# [Task directions]
Exact copies of all the lines below are required.

(Working data Opens)

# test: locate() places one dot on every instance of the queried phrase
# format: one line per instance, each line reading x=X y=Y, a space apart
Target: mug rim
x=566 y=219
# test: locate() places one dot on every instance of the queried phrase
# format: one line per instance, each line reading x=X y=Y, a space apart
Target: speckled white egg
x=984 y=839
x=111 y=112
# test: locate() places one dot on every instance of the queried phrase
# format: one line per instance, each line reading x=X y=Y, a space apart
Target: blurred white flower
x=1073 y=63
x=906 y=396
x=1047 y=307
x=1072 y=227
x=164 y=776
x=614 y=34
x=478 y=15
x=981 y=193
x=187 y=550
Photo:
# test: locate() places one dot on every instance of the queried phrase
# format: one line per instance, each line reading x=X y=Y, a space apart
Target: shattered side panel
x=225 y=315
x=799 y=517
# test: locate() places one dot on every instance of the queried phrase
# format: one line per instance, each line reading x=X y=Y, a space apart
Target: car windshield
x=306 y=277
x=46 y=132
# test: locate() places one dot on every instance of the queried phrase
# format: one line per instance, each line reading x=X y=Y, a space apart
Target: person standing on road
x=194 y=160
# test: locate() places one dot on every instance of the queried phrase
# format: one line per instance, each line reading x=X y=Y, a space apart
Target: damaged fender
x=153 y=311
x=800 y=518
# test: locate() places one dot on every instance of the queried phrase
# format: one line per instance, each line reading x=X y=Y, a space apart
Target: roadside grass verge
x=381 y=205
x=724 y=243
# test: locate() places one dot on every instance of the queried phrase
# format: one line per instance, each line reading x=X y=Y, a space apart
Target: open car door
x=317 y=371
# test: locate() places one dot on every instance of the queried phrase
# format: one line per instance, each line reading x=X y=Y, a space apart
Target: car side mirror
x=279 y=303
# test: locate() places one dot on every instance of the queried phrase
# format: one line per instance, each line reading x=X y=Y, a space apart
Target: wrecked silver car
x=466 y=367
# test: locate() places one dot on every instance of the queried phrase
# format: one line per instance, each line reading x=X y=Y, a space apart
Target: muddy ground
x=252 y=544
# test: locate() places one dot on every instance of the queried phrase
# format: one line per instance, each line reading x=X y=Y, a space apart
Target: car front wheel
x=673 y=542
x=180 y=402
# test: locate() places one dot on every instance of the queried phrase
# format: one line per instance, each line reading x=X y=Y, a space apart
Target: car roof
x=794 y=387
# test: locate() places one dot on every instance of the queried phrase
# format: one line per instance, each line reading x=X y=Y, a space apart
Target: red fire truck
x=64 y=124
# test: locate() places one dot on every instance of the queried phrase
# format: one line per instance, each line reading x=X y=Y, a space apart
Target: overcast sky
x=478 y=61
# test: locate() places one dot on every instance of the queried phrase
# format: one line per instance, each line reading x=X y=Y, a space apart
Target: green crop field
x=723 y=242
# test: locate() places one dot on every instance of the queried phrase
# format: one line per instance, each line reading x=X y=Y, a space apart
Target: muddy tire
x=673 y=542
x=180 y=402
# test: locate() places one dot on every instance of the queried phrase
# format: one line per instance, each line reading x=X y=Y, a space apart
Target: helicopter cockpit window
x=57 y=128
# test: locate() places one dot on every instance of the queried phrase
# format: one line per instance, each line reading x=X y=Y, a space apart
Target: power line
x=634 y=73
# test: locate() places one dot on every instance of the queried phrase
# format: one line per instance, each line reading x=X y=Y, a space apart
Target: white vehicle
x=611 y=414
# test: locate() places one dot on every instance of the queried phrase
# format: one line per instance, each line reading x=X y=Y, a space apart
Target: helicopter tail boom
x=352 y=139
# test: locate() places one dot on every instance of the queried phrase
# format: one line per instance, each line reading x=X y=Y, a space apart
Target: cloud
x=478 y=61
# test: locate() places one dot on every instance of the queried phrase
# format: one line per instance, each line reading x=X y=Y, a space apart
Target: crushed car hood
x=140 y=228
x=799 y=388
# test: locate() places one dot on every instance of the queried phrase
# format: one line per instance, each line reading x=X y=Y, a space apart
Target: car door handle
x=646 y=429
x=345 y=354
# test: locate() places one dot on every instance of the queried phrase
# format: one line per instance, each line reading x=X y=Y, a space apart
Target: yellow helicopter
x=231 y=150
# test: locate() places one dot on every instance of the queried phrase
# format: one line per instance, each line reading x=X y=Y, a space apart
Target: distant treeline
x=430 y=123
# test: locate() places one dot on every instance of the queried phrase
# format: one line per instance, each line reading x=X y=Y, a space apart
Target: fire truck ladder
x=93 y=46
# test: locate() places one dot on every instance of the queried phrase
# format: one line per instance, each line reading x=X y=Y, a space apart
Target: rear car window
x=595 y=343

(Working data Closes)

# [Solved problem]
# test: locate() places one dot on every instance of the queried phrase
# format: one line per instance, each line reading x=X y=Y, a space apart
Target: mug rim
x=566 y=219
# test: locate() places one dot on every instance of the queried phrase
# format: one line per instance, each line reading x=X y=Y, a space apart
Target: speckled white egg
x=984 y=839
x=111 y=112
# test: locate() places one dot on every instance of the queried phrase
# format: one line per instance, each line reading x=X y=Y, a space apart
Target: blurred white flower
x=1073 y=63
x=906 y=396
x=1047 y=307
x=1072 y=227
x=164 y=776
x=614 y=34
x=478 y=15
x=981 y=193
x=187 y=550
Photo:
# test: locate() places one dot on every instance of the queried phrase
# format: one line per instance, each line reading x=X y=Y, a space apart
Target: shattered side panel
x=225 y=315
x=799 y=517
# test: locate() places one dot on every instance of the queried phrase
# format: one line per instance, each line reading x=X y=Y, a space apart
Target: car windshield
x=306 y=277
x=46 y=132
# test: locate() places one dot on every instance of the queried phrase
# format: one line per instance, each line reading x=X y=Y, a space apart
Target: person standing on road
x=194 y=160
# test: locate() places one dot on every instance of the queried phrase
# format: one line per instance, each line reading x=X y=Y, a space apart
Target: damaged fender
x=153 y=311
x=800 y=518
# test: locate() places one dot on every instance of the queried phrase
# format: one line per instance, each line reading x=X y=Y, a space apart
Target: roadside grass verge
x=381 y=205
x=724 y=243
# test: locate() places one dot on every instance of the queried phrase
# format: one line per instance, each line reading x=X y=Y, a space apart
Target: open car door
x=317 y=371
# test: locate() places one dot on every instance of the queried phrase
# format: one line per instance, each line reading x=X y=Y, a space apart
Target: car side mirror
x=279 y=303
# test: locate() places one dot on every instance of the queried phrase
# format: one line per instance, each line reading x=X y=Y, a space apart
Target: wrecked silver car
x=466 y=367
# test: locate() places one dot on every instance of the queried phrase
# format: one line per instance, each line reading x=X y=Y, a space apart
Target: muddy ground
x=252 y=544
# test: locate() places one dot on every instance of the queried phrase
# format: one line per instance, each line reading x=X y=Y, a space apart
Target: car front wheel
x=673 y=542
x=180 y=402
# test: locate() places one dot on every instance of the queried phrase
# format: one line per instance, each line reading x=X y=Y, a space apart
Target: car roof
x=794 y=387
# test: locate() places one dot on every instance of the queried phrase
# format: one line per instance, each line reading x=X y=Y, a space apart
Target: red fire truck
x=64 y=124
# test: locate() places one dot on every instance of the queried phrase
# format: one line per instance, each line reading x=X y=Y, a space apart
Target: overcast sky
x=478 y=61
# test: locate() places one dot on every instance of the queried phrase
# format: one line per instance, each line reading x=X y=Y, a space apart
Target: green crop field
x=723 y=242
# test: locate() places one dot on every instance of the queried phrase
# format: one line per instance, each line reading x=X y=Y, a space apart
Target: muddy tire
x=673 y=542
x=180 y=402
# test: locate() places one dot on every instance of the queried phrase
# format: one line per instance, each line reading x=X y=Y, a space apart
Target: helicopter cockpit window
x=57 y=128
# test: locate() places one dot on every instance of the queried phrase
# format: one line per instance, each line reading x=X y=Y, a space apart
Target: power line
x=634 y=73
# test: locate() places one dot on every instance of the queried phrase
# format: one line per instance, each line reading x=X y=Y, a space apart
Target: white vehicle
x=611 y=414
# test: locate() places one dot on every instance of the queried phrase
# format: one line per instance, each line reading x=X y=Y, a space apart
Target: helicopter tail boom
x=352 y=139
# test: locate() places one dot on every instance of the queried phrase
# format: one line per instance, each line reading x=X y=Y, a space apart
Target: cloud
x=478 y=61
# test: locate() places one dot on every instance of the queried phrase
# format: one line per instance, each line reading x=X y=Y, a space apart
Target: crushed car hood
x=140 y=228
x=799 y=388
# test: locate() places one dot on every instance of the queried phrase
# format: one line per instance, each line reading x=X y=Y, a space apart
Target: car door handle
x=646 y=429
x=345 y=354
# test: locate() places one dot on every instance of the queried phrase
# format: one line per instance, each line reading x=X y=Y, a space apart
Target: yellow helicopter
x=231 y=150
# test: locate() places one dot on every instance of the queried phrase
# format: one line per instance, each line reading x=X y=Y, a space apart
Target: distant treeline
x=430 y=123
# test: locate() places one dot on every instance of the queried phrase
# format: one line per instance, each line reading x=X y=Y, a space apart
Target: fire truck ladder
x=93 y=46
# test: locate() places one dot on every instance of the queried phrase
# format: one line per instance, each line reading x=X y=Y, a space apart
Target: rear car window
x=595 y=343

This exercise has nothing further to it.